## [What to produce]
If a line below contains the string "fixture", copy it out.

*** Data Section Begins ***

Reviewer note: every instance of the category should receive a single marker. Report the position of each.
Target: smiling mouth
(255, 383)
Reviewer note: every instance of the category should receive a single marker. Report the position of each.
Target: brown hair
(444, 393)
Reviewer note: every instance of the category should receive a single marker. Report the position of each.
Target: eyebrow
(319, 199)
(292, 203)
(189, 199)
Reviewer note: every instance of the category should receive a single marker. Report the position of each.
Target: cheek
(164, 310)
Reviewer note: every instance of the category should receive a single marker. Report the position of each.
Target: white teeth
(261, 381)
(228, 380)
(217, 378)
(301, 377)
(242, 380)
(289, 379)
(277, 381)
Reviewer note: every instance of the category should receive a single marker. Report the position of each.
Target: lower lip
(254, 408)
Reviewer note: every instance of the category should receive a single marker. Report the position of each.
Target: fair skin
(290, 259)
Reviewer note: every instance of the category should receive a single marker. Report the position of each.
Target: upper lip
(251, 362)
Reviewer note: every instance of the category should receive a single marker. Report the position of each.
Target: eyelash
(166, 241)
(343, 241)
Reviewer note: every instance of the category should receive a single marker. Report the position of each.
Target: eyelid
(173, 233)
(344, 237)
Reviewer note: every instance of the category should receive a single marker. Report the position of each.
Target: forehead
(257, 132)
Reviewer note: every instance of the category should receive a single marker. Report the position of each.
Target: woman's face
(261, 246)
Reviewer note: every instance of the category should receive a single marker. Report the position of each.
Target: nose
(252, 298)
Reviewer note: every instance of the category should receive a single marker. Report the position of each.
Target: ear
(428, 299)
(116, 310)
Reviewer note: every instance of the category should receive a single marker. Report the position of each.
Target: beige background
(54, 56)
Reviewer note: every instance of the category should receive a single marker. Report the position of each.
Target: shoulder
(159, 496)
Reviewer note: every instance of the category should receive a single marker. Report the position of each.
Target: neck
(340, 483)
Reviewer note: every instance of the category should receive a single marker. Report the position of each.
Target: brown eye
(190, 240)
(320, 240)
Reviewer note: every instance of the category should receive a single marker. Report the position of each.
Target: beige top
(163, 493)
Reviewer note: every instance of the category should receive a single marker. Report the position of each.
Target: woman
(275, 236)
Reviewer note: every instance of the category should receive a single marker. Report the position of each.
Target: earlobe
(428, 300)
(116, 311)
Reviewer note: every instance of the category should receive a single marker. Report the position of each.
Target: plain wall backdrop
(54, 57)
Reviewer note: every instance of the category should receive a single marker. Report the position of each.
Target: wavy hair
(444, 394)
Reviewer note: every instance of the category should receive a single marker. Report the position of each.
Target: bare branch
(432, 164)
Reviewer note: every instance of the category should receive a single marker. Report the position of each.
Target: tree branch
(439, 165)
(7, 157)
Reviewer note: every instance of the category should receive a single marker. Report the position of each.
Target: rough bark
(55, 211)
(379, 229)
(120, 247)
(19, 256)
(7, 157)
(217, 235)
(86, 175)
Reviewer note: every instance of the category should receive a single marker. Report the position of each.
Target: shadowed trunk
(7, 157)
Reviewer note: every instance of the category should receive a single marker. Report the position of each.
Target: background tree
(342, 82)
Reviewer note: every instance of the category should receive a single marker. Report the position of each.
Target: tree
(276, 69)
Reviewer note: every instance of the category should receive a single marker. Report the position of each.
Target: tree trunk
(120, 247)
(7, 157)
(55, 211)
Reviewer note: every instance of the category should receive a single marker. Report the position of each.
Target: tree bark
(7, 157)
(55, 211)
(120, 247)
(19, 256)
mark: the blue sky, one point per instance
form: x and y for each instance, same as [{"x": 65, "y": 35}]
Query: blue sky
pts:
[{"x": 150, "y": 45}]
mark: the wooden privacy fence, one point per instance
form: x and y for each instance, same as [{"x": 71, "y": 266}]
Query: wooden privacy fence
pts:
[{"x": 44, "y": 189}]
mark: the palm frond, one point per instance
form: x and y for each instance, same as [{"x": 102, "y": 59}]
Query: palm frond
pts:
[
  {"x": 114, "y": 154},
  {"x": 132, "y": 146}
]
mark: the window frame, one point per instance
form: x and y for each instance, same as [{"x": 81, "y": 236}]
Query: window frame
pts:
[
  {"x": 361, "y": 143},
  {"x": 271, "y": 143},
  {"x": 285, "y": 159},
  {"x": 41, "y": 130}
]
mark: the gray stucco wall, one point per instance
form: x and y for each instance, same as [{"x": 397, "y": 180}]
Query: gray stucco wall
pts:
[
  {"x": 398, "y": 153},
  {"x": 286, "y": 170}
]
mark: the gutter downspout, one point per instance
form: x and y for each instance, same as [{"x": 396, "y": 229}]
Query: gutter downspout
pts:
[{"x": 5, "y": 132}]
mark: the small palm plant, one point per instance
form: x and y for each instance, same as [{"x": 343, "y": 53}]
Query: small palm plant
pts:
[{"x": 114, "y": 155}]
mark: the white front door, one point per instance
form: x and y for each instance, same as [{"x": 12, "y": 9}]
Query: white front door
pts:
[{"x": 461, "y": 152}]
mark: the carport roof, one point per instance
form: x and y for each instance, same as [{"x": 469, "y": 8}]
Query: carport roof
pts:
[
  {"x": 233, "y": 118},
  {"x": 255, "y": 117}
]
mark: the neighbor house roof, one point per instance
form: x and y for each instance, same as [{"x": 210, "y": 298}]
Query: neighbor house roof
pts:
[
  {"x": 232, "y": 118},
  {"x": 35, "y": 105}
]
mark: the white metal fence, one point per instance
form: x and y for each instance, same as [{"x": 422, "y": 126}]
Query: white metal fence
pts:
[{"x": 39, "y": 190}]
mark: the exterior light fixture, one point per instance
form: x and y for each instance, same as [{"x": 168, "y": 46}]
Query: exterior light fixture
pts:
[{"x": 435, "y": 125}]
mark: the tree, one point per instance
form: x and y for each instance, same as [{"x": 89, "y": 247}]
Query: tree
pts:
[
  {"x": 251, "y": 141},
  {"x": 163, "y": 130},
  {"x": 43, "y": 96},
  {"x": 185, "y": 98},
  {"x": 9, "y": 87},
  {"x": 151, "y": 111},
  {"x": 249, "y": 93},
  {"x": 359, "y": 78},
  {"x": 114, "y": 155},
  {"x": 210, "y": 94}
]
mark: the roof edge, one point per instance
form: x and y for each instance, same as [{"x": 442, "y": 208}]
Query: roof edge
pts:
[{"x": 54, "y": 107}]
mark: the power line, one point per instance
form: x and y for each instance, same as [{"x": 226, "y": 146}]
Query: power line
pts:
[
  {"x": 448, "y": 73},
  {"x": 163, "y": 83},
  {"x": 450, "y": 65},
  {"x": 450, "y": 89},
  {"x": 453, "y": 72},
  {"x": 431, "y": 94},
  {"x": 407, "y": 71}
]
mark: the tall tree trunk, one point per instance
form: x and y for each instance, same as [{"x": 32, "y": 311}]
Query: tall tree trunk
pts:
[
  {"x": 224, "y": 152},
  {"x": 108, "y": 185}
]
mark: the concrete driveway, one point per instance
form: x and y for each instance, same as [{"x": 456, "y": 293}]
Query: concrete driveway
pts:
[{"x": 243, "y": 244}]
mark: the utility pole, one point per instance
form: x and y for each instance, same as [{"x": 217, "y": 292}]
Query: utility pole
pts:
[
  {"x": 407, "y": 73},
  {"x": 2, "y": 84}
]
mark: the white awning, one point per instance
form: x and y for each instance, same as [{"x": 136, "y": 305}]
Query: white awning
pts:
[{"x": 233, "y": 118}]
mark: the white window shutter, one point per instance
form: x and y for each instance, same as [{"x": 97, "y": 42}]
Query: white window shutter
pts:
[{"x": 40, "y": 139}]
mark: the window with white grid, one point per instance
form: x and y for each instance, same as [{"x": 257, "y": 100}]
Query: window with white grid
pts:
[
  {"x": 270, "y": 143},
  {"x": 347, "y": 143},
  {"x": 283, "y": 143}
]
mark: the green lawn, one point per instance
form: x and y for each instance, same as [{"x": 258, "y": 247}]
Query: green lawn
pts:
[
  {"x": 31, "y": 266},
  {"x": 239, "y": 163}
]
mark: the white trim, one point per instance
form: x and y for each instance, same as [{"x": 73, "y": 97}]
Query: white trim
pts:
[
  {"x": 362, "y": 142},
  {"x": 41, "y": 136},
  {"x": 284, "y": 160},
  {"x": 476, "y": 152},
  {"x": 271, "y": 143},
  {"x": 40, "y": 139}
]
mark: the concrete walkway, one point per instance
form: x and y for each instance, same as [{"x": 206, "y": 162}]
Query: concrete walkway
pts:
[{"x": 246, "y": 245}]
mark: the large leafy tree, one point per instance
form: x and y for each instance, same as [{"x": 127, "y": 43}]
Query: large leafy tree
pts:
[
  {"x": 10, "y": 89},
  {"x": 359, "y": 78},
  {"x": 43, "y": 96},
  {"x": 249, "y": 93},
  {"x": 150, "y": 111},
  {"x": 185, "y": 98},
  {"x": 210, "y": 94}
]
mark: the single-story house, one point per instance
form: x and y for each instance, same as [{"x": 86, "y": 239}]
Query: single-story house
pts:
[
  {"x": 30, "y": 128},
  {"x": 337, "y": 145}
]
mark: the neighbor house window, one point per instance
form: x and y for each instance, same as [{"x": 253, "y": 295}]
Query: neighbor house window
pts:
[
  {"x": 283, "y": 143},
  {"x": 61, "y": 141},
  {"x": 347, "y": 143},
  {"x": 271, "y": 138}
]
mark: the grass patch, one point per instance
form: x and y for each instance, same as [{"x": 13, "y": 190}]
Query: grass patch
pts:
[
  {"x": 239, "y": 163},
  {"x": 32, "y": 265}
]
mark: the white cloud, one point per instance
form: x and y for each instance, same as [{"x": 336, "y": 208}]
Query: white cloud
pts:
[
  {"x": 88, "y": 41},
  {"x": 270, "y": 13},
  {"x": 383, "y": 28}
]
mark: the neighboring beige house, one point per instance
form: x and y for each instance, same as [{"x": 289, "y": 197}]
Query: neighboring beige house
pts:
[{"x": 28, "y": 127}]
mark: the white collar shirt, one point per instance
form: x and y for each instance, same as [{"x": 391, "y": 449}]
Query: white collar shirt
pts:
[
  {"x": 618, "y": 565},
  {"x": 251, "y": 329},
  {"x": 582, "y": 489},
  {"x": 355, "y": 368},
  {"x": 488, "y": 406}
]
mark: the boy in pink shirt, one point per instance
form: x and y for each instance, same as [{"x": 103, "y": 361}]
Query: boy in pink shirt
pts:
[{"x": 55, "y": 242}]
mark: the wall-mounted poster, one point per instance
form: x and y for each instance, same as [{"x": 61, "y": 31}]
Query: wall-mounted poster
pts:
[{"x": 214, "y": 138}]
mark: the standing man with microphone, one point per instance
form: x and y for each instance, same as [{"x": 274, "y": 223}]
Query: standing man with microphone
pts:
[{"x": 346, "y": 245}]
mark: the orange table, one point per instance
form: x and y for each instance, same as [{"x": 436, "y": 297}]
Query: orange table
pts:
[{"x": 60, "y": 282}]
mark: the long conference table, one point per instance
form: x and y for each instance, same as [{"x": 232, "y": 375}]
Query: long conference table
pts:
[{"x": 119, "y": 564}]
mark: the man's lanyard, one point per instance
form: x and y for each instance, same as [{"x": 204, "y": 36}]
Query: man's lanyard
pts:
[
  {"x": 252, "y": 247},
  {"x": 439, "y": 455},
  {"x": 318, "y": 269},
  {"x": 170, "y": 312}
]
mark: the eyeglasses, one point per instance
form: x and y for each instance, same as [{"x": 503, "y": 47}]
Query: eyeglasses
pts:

*** Data Section Ends ***

## [Result of the exercise]
mark: the exterior light fixture, one point per instance
Query: exterior light fixture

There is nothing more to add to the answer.